# [Tujuan A]
Menurut bacaan tentang menanam pohon di bukit berbatu, di mana letak lokasi penanaman itu?
# [Tujuan B]
Sebutkan semua hal yang menurut bacaan tentang menanam pohon di bukit berbatu menambah rasa penasaran teman-teman penulis.

# [Bacaan yang Diberikan]
::::
AKU tidak pernah membayangkan sebelumnya, aku akan menanam pohon di atas bukit berbatu—di atas tanah kering dengan batu-batu yang tajam. Pada beberapa kesempatan, aku sempat mengikuti kegiatan penanaman pohon di sejumlah tempat, dari lereng gunung sampai tepian pantai, tapi belum pernah kutemukan tempat se-“istimewa” ini.
Lokasi itu berada di kawasan Dusun Yeh Mampeh, Desa Batur Selatan, Kintamani, Bangli. Di tempat ini, sejauh mata memandang yang terlihat hanya bebatuan tajam. Itu batuan vulkanik hitam berpori, jika terinjak dengan kaki telanjang, kaki akan terasa ditusuk. Tentu sakit.
Awalnya aku mengira akan menanam di dataran miring yang rawan longsor. Ternyata tidak. Tapi aku menikmatinya. Ini adalah pengalaman yang luar biasa untukku.
Sudah hampir 10 tahun, aku meninggalkan kegiatan di alam, seperti mendaki atau menanam pohon pada rentang alam yang rawan. Dulu waktu SMA, hampir setiap minggu, ada saja teman yang mengajak mendaki ke Gunung Batur.
Waktu itu, mendaki gunung masih dipandang kegiatan ekstrem dan mahal. Teman-temanku mengira, mendaki Gunung Batur itu harus menyewa guide setempat. Memang, saat itu akses informasi masih terbatas. Seperti halnya lingkungan pertemananku yang menginstall sosial media masih terbatas.
Konten TV “My Trip My Adventure”, cerita dari mulut ke mulut, tautan profil pada postingan facebook setiap perjalanan menambah rasa penasaran mereka. Permintaan teman-teman sekolahku sampai membuatku terasa seperti guide asli hanya saja ini palayanan gratis.
::::
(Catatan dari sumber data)
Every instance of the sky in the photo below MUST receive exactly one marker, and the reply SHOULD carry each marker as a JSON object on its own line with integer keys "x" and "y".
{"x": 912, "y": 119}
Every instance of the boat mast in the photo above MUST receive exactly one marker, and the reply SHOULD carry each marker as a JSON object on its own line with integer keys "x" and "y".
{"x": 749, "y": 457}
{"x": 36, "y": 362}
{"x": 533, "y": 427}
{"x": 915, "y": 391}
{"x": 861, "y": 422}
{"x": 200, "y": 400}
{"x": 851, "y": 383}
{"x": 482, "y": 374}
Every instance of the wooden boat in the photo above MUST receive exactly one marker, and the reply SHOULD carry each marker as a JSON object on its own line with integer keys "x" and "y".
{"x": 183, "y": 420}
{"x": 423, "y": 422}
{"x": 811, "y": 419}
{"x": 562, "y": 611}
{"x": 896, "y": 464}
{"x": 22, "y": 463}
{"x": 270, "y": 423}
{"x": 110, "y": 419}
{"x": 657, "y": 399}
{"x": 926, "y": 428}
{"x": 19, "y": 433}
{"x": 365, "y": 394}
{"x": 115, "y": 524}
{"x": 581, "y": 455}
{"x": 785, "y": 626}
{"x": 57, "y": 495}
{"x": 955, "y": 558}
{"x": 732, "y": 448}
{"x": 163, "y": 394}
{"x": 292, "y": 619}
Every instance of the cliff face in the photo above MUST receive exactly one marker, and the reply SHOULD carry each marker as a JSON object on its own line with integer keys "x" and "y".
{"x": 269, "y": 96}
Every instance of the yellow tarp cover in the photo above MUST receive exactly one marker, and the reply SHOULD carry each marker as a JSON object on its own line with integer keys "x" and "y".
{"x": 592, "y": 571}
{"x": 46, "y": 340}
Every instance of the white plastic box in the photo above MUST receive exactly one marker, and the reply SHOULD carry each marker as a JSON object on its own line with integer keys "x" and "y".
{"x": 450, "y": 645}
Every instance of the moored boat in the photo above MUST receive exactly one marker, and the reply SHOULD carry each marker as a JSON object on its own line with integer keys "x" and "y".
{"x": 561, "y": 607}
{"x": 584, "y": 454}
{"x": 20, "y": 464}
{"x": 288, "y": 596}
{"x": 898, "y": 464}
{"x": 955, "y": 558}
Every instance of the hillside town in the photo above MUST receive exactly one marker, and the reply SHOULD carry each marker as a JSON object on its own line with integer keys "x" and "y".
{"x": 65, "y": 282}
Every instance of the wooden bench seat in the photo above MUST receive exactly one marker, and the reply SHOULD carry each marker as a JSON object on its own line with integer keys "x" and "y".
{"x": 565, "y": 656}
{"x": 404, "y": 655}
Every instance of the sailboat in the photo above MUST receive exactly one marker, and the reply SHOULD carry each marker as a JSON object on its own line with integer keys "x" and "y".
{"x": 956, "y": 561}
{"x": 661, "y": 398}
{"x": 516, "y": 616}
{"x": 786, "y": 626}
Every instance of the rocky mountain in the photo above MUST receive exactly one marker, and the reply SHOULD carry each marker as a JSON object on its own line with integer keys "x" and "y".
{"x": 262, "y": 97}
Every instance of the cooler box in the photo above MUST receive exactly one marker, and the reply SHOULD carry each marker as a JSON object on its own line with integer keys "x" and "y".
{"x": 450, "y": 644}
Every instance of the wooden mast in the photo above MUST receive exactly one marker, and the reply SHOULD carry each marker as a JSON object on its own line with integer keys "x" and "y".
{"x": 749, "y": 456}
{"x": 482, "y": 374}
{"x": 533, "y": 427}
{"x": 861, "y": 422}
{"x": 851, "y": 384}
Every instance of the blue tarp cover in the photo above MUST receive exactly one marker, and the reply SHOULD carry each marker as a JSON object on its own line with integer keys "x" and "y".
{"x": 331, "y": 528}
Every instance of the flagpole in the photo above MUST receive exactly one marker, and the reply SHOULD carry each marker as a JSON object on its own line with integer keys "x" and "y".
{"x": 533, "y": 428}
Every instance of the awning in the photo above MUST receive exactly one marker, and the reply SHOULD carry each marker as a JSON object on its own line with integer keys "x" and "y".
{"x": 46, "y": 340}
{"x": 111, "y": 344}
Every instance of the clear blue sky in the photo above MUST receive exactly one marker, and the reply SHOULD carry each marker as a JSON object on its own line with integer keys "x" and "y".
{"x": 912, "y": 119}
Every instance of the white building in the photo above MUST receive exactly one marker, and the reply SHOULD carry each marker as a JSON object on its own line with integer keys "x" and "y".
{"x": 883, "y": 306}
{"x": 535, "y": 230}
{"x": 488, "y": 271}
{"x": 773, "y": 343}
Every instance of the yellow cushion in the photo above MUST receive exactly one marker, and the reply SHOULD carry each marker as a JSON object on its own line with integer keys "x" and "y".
::::
# [Jawaban Latihan A]
Di kawasan Dusun Yeh Mampeh, Desa Batur Selatan, Kintamani, Bangli.

# [Jawaban Latihan B]
- Konten TV "My Trip My Adventure"
- Cerita dari mulut ke mulut
- Tautan profil pada postingan facebook setiap perjalanan